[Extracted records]

►

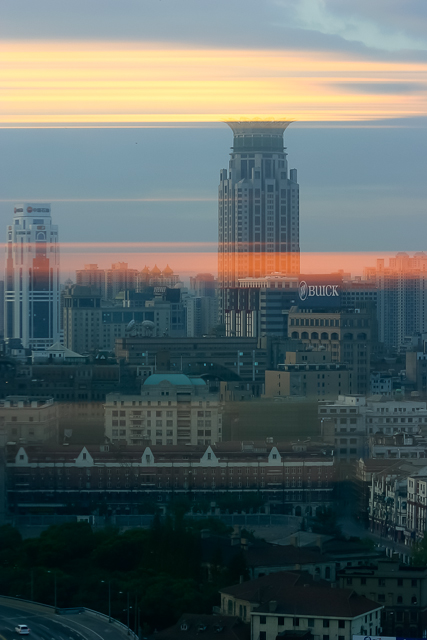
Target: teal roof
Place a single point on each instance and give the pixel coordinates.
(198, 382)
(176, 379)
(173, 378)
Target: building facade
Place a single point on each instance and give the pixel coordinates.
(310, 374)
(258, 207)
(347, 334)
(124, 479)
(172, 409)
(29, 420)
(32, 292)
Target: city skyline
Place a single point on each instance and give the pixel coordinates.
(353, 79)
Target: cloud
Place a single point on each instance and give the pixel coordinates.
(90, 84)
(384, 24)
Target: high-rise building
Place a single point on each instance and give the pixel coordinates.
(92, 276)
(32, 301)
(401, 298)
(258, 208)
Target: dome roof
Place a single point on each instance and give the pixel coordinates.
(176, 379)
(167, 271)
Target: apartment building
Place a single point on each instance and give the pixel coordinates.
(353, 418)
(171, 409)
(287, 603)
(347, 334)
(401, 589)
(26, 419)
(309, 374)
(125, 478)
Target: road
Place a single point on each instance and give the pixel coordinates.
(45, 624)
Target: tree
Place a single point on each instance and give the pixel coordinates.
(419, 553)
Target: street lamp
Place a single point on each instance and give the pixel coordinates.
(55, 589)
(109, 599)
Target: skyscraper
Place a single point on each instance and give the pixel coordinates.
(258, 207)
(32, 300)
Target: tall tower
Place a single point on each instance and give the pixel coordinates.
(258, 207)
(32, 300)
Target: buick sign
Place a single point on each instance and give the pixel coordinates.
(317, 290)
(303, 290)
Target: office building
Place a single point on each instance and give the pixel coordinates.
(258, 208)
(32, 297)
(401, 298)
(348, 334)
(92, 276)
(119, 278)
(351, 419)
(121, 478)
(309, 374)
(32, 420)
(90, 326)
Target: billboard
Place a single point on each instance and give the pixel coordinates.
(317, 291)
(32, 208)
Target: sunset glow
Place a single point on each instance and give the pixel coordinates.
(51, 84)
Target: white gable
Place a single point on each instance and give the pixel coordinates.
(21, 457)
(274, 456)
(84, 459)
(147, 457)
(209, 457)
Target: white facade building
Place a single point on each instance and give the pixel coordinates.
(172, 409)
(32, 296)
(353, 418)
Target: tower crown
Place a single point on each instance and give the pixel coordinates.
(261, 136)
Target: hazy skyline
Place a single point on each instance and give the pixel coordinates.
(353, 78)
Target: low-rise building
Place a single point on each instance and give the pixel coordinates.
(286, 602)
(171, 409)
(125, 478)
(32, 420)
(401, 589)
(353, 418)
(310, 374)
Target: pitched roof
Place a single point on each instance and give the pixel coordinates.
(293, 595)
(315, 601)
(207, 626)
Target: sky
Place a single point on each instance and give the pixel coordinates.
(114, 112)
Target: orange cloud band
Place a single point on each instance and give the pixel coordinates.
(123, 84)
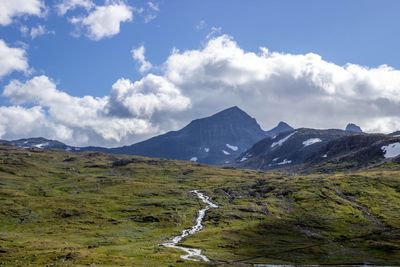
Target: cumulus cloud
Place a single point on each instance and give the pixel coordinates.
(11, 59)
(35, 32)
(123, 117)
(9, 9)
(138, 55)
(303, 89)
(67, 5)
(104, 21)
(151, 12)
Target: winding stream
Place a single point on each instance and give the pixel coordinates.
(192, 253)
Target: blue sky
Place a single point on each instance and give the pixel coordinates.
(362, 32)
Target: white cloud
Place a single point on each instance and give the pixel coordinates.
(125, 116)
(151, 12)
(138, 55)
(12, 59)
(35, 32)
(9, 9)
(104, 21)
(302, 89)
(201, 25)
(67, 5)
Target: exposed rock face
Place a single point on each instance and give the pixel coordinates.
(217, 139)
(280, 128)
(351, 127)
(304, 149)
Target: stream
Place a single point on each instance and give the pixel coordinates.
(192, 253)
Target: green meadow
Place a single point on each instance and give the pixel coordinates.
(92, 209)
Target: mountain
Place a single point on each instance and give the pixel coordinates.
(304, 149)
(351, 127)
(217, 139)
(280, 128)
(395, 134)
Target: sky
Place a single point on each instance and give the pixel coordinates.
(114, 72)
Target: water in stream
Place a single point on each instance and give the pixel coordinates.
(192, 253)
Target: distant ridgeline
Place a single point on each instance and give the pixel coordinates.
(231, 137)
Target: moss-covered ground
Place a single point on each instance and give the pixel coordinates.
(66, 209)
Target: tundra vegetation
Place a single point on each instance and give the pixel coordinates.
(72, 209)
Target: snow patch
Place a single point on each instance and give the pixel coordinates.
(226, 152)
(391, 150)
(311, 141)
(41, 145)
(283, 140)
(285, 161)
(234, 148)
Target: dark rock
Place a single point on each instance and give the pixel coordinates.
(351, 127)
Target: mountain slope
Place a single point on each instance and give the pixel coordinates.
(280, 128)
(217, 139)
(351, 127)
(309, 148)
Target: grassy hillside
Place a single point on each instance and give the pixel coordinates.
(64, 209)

◄
►

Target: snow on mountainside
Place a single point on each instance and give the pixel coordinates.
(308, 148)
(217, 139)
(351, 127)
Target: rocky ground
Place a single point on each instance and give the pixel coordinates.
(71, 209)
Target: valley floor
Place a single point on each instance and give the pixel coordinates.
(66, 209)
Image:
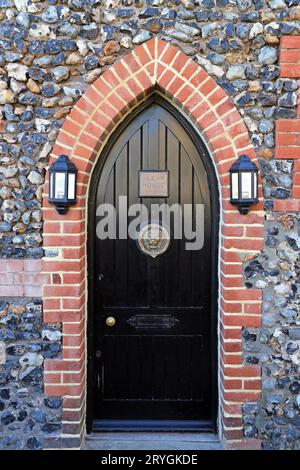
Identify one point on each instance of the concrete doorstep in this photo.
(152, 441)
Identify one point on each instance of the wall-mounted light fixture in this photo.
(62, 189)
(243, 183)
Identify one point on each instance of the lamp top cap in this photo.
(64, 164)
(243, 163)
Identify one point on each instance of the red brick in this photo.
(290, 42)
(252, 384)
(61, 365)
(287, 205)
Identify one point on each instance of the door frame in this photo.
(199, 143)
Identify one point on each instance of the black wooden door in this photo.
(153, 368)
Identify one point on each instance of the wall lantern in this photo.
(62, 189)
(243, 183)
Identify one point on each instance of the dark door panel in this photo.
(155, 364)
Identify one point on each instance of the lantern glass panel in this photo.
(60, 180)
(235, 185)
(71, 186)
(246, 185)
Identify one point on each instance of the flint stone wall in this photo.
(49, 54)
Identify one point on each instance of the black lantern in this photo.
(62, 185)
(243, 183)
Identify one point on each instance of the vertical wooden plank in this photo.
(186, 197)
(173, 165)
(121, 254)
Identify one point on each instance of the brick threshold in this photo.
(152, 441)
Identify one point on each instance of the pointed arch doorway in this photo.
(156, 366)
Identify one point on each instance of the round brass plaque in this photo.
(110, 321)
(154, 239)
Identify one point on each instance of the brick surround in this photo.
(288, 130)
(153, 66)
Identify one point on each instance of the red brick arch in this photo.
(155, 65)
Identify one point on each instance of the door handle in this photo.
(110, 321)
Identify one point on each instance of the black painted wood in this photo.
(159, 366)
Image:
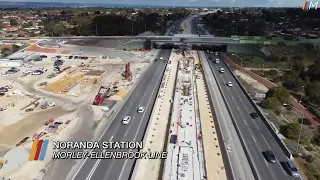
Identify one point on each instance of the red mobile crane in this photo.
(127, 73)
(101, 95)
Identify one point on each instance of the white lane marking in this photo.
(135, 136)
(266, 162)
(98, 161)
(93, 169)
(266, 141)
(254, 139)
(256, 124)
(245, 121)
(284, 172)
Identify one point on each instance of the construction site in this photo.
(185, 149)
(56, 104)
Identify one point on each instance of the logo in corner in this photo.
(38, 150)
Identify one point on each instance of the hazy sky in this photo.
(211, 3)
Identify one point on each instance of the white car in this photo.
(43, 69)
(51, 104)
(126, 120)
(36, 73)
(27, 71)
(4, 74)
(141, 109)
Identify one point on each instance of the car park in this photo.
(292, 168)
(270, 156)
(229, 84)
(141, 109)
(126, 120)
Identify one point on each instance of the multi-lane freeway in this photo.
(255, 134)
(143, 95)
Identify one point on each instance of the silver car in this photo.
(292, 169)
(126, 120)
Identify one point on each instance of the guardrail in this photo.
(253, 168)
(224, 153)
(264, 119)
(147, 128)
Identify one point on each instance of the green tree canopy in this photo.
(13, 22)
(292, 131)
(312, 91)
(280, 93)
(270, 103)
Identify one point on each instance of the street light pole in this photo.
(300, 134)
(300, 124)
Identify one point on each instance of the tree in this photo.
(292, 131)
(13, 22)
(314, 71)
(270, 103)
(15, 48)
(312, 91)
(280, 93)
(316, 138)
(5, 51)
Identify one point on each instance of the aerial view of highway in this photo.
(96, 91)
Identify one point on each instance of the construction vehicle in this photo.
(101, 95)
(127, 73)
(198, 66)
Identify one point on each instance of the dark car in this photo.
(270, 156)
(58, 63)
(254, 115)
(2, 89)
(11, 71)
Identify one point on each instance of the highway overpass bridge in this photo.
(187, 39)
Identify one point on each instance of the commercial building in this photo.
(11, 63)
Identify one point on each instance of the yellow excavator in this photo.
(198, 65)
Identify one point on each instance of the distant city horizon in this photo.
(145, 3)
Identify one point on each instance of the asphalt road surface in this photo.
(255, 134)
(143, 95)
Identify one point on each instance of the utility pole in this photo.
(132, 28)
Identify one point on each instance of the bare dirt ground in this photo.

◄

* Work to complete: Each line above where the word "rise" occurs should be copied out.

* Solution below:
Target: high-rise building
Target: low-rise building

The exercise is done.